▸ Directives
1. List the types of homophily ratio that the homophily article below defines.
2. From the homophily article below, extract verbatim the part that opens with the words containing "High homophily graphs" and closes with "in a graph.".
3. According to the homophily article below, what kind of nodes is edge homophily biased toward?

▸ Document extract
-- BEGIN --

Neighbors Matter: How Homophily Shapes Graph Neural Networks

May 09, 2025

Given the wide range of configuration choices, setting up a Graph Neural Network can be daunting. Wouldn’t it be helpful to have a criterion that at least filters out less promising architectures?
Node and edge homophily ratios might offer just that guidance.

🎯 Why this Matters
🎨 Modeling & Design Principles
What is Homophily
Why Homophily
⚙️ Hands-on with Python
Environment
Graph Convolutional Neural Networks
Node & Edge Homophily
Training & Validation
📈 Analysis
🧠 Key Takeaways
📘 References
🛠️ Exercises
💬 News & Reviews

🎯 Why this matters

Purpose: Imagine being able to analyze a dataset upfront to determine the optimal configuration for a Graph Neural Network. Homophily provides a principled way to assess whether proximity in the graph structure—through nodes or edges—correlates with similarity in labels or classes.

Audience: Data scientists and engineers designing, training and validating graph neural networks

Value: Learn to compute graph homophily and use it to guide the design of your Graph Neural Network.

🎨 Modeling & Design Principles

⚠️ I strongly recommend to review my articles introducing PyTorch Geometric Taming PyTorch Geometric for Graph Neural Networks and Graph loaders Demystifying Graph Sampling & Walk Methods

What is Homophily

In Graph Neural Networks (GNNs), homophily measures the tendency of nodes with the same label (or similar features) to be connected.
High homophily graphs (e.g., citation networks) have neighbors likely sharing labels, while low homophily graphs (e.g., Amazon co-purchase graphs) might not.

The homophily of a graph characterizes how likely nodes with the same label are near each other in a graph.

Let’s start with the mathematical definition. Let G=(V,E) be a graph with a set of nodes (vertices) V, a set of edges E, label y_vof node v and a neighbors of node v, N(v)., there are 3 types of homophily ratios:

Node homophily ratio: Average fraction of same-label neighbors per node.

\(h_{node}=\frac{1}{\left | V\right |}\sum_{v\in V}^{.} \frac{\left | \left\{ u \in N(v)| y_{u}=y_{v}|\right\}\right |}{\left | N(v)\right |}\)

Edge homophily ratio: The fraction of edges in a graph which connects nodes that have the same class label.

\(h_{edge}=\frac{\left | \left\{ (u, v) \in E | y_{u}=y_{v}\right\}\right |}{\left | E\right |}\)

Class insensitive edge homophily ratio: Edge homophily is modified to be insensitive to the number of classes and size of each class. C number of classes, |C_k| number of nodes of class k and h_k denotes the edge homophily ratio of class k.

\(h_{ins_edge}=\frac{1}{C-1}\sum_{k=1}^{C}max\left ( 0, h_{k} -\frac{\left | C_{k}\right |}{\left | V \right |} \right )\)

In a nutshell, Edge homophily answers: "How likely is it that a random edge connects same-label nodes?" while Node homophily answers: "How homophilic is the neighborhood of a typical node?.

⚠️ Several factors can explain the discrepancy between node homophily and edge homophily ratios, including:

Edge homophily tends to be biased toward high-degree nodes, whereas node homophily gives equal weight to all nodes.
If a particular class consists primarily of high-degree nodes, it can artificially inflate the edge homophily due to class imbalance.
Node homophily typically excludes isolated nodes, which can further contribute to the difference.

-- END --

▸ Provided information
-- BEGIN --

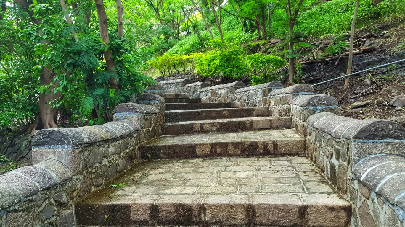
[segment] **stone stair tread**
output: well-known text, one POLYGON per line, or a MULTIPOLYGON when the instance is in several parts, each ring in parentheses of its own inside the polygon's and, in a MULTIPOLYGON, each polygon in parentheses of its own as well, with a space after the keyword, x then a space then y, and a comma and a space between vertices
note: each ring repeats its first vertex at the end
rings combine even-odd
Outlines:
POLYGON ((306 158, 144 161, 75 212, 82 226, 348 226, 351 205, 326 182, 306 158))
POLYGON ((218 122, 229 122, 232 121, 247 121, 251 120, 261 120, 265 119, 288 119, 291 118, 290 117, 280 117, 274 116, 265 116, 265 117, 247 117, 246 118, 222 118, 219 119, 211 119, 209 120, 198 120, 194 121, 185 121, 183 122, 177 122, 165 123, 164 125, 172 125, 175 124, 199 124, 204 123, 205 122, 215 123, 218 122))
POLYGON ((272 129, 237 132, 215 132, 163 136, 149 140, 142 145, 285 140, 289 139, 304 139, 302 136, 292 129, 272 129))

-- END --

▸ Task-by-task answers
1.
- Node homophily ratio
- Edge homophily ratio
- Class insensitive edge homophily ratio

2.
High homophily graphs (e.g., citation networks) have neighbors likely sharing labels, while low homophily graphs (e.g., Amazon co-purchase graphs) might not.

The homophily of a graph characterizes how likely nodes with the same label are near each other in a graph.

3. High-degree nodes.